● Excerpt provided:
>> start

For example, the website of a celebrated family focused startup non-profit boasts that 20% of children in their program increased school attendance. Sounds great. But what happened to the other 80%? Did their attendance stay the same, did it get worse? And if so, by how much?

Increases always sound nice, but does any increase always outweigh a decrease? If 20% of students improved school attendance and 80% attended school less would we still consider the program a success?

Well, we probably need some more information to answer this question, information which is never provided in this type of outcomes advertising. We would at the very least need to know what an increase or decrease in attendance means. A 20% increase students attending classes sounds great, but if a kid was missing 30 days of school a year and now she misses 29, is the gain really as meaningful as it first sounded?

More importantly, what would have happened to these kids without the program? We need an estimate of their counterfactual (what the attendance of these youth would have been without this program’s intervention) in order to truly determine whether we think this increase is reason to celebrate (or the possible decrease for a portion of the other 80% is cause for alarm).

Ultimately this comes down to a question of what I call reporting believability. Most of the impact results I have seen on organizations’ websites are simply not believable, as they tend to claim outrages and unsubstantiated gains.

But these unsubstantiated claims of impact are big business. And if the social sector wants to truly move toward evidenced based programming, we need to figure out how to make it more profitable for organizations to report credible data instead of fantastical folly.

Too many indicators means a whole lot of nothing

Organizations have a tendency to want to collect every data point under the sun. I cannot tell you how many agencies I have contracted with that aim to collect things like social security numbers and criminal histories when these data points carry no decision relevance, and don’t factor anywhere into the services they offer.

>> end

● Goal A:
Answer these questions from the passage on nonprofit impact reporting:
(i) What percentage of children in the startup non-profit's program increased school attendance, according to its website?
(ii) What does the writer call the question that this issue ultimately comes down to?
(iii) Which two data points does the writer give as examples of things agencies aim to collect despite their carrying no decision relevance?

(Pointing dataset records)
>> start

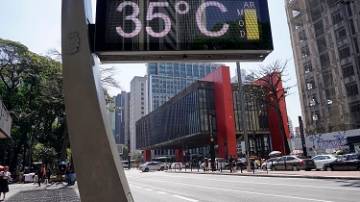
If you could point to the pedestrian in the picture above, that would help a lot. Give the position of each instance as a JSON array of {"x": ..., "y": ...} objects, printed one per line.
[
  {"x": 5, "y": 177},
  {"x": 231, "y": 163},
  {"x": 48, "y": 175},
  {"x": 41, "y": 174}
]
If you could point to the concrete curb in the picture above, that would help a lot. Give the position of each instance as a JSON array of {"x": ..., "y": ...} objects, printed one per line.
[{"x": 274, "y": 175}]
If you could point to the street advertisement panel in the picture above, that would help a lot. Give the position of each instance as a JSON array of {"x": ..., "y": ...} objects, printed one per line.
[{"x": 147, "y": 30}]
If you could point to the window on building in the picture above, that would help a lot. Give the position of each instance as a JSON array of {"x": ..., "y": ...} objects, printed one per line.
[
  {"x": 302, "y": 35},
  {"x": 337, "y": 17},
  {"x": 325, "y": 60},
  {"x": 315, "y": 116},
  {"x": 305, "y": 52},
  {"x": 330, "y": 93},
  {"x": 313, "y": 101},
  {"x": 328, "y": 79},
  {"x": 319, "y": 28},
  {"x": 308, "y": 67},
  {"x": 310, "y": 84},
  {"x": 355, "y": 111},
  {"x": 351, "y": 22},
  {"x": 344, "y": 53},
  {"x": 348, "y": 70},
  {"x": 340, "y": 34},
  {"x": 315, "y": 12},
  {"x": 356, "y": 45},
  {"x": 348, "y": 8},
  {"x": 321, "y": 43},
  {"x": 352, "y": 89}
]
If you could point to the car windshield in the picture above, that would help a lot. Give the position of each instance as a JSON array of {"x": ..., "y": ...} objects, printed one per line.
[{"x": 179, "y": 100}]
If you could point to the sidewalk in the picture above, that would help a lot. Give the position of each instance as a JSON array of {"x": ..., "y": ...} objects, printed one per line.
[
  {"x": 56, "y": 192},
  {"x": 344, "y": 175}
]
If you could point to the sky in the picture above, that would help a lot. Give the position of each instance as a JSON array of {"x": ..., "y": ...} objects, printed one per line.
[{"x": 37, "y": 24}]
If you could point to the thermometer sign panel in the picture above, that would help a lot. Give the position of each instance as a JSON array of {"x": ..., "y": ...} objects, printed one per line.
[{"x": 179, "y": 29}]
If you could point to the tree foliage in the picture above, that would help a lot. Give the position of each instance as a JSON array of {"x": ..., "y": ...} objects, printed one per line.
[
  {"x": 31, "y": 88},
  {"x": 271, "y": 79}
]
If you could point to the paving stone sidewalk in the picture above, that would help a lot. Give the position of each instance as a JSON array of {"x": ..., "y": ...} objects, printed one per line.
[
  {"x": 346, "y": 175},
  {"x": 50, "y": 193}
]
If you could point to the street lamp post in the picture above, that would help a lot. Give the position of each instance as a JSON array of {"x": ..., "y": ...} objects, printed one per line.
[
  {"x": 212, "y": 142},
  {"x": 243, "y": 116}
]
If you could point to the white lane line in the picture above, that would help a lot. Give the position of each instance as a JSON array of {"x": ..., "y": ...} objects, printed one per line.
[
  {"x": 246, "y": 192},
  {"x": 184, "y": 198},
  {"x": 272, "y": 184}
]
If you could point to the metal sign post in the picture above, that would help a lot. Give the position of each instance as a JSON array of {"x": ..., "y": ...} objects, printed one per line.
[
  {"x": 243, "y": 115},
  {"x": 99, "y": 171}
]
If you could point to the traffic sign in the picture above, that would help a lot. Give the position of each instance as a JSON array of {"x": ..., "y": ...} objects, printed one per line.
[{"x": 150, "y": 30}]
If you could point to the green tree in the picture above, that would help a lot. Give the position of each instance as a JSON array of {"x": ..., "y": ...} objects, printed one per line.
[{"x": 31, "y": 88}]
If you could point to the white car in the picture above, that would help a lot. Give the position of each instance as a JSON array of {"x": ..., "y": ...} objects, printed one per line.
[
  {"x": 152, "y": 165},
  {"x": 321, "y": 160},
  {"x": 30, "y": 177}
]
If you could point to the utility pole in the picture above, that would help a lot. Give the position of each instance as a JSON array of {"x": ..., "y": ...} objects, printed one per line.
[
  {"x": 243, "y": 116},
  {"x": 303, "y": 144},
  {"x": 212, "y": 143}
]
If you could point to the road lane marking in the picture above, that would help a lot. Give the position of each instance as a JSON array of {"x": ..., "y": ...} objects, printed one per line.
[
  {"x": 185, "y": 198},
  {"x": 272, "y": 184},
  {"x": 247, "y": 192}
]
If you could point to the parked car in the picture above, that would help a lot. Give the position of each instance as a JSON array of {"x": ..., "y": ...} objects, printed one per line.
[
  {"x": 321, "y": 160},
  {"x": 346, "y": 162},
  {"x": 177, "y": 165},
  {"x": 293, "y": 163},
  {"x": 151, "y": 166},
  {"x": 269, "y": 163}
]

>> end

● Goal B: Filter the entries, keeping every line that contains the word "white". Case counts.

● Full solution A:
(i) 20%
(ii) Reporting believability
(iii) Social security numbers and criminal histories

● Full solution B:
If you could point to the white lane line in the picture above, that would help a lot. Give the position of each instance as a JSON array of {"x": ..., "y": ...} objects, printed one per line.
If you could point to the white car in the picture above, that would help a lot. Give the position of each instance as a JSON array of {"x": ..., "y": ...} objects, printed one per line.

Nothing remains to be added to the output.